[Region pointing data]
+ + + + + + +

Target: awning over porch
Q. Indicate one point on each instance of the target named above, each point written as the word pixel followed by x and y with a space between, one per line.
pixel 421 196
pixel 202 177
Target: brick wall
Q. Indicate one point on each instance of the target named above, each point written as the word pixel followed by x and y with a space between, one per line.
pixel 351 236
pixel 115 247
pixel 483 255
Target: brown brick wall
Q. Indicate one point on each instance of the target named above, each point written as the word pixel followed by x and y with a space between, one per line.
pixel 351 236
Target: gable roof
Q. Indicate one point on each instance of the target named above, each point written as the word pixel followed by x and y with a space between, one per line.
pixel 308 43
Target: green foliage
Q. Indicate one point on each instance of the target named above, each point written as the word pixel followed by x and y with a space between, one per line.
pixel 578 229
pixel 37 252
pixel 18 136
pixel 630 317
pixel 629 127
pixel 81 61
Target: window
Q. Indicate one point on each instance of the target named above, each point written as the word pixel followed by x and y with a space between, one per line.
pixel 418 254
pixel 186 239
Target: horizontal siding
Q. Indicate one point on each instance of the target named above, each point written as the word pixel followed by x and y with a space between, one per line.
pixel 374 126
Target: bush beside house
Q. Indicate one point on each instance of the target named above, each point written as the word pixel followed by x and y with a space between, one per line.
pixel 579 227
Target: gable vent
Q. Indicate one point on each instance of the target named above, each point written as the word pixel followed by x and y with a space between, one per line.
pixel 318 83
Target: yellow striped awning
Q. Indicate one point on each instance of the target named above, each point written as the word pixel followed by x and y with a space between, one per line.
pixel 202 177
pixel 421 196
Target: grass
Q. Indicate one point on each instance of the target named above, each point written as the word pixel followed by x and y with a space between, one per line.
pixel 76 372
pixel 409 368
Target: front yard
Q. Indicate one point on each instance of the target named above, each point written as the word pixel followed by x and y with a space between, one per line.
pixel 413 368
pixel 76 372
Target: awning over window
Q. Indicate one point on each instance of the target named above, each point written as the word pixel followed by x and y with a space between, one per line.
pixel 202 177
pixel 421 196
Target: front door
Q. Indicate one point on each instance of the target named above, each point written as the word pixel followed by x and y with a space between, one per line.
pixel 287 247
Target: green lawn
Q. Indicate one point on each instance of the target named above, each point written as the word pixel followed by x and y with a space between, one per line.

+ + + + + + +

[YOUR INSTRUCTIONS]
Return the data in full, with each line kept exactly as it is.

[ANSWER BELOW]
Target: awning over porch
Q. Indicate one point on each instance of the target named above, each point written as the word pixel followed by x and y with a space between, one per line.
pixel 421 196
pixel 202 177
Target: brick wall
Q. Indicate one point on each instance of the target named above, each point written as the word pixel followed by x and y with a space between, one per line.
pixel 351 236
pixel 115 247
pixel 483 255
Target: brown brick wall
Q. Indicate one point on each instance of the target named above, each point written as the word pixel followed by x and y with a space between, one per line.
pixel 351 236
Target: gable roof
Q. Indicate one point on each instance of the target named above, each point written as the word pixel followed by x and y with a space between, one per line.
pixel 308 43
Target: green foliage
Q. Indicate one point on each instance of the target named above, each point written as the word pixel followed by x and y with a space between, one per line.
pixel 578 229
pixel 37 252
pixel 18 136
pixel 630 317
pixel 629 127
pixel 81 61
Target: window
Q. Indicate one point on each instance of the target named above, each point written as the word pixel followed by x and y with a space between, one per line.
pixel 418 254
pixel 186 239
Target: horizontal siding
Q. Indicate one point on each instance of the target named above, each point written as the word pixel followed by x and y with a space between, one per line.
pixel 374 126
Target: bush beside house
Q. Indicate one point on each instance of the target named above, each point written as the word pixel followed by x and y with a space between, one per line.
pixel 579 227
Target: gable vent
Q. Indicate one point on each instance of the target named above, each point written as the word pixel followed by x and y with a space between, one per line.
pixel 318 83
Target: yellow striped awning
Q. Indicate one point on each instance of the target named above, each point written as the word pixel followed by x and y with a space between, one per line.
pixel 202 177
pixel 421 196
Target: grass
Q. Indicate one point on each instance of the target named above, each point written as the word pixel followed by x and y with a space between, one per line.
pixel 76 372
pixel 409 368
Target: front yard
Q. Indicate one point on each instance of the target named above, each point written as the word pixel followed by x and y with a space between, one per line.
pixel 413 368
pixel 76 372
Target: awning over window
Q. Indicate one point on each instance of the target named above, each point written as the word pixel followed by x and y with a space between, one per line.
pixel 202 177
pixel 421 196
Target: front door
Q. Indicate one point on each instance of the target named above, each point written as the word pixel followed by x and y with a space between, one per line.
pixel 287 247
Target: green lawn
Q. Indicate one point on each instance of the target named above, each point written as the word pixel followed by x and y with a space between, one per line.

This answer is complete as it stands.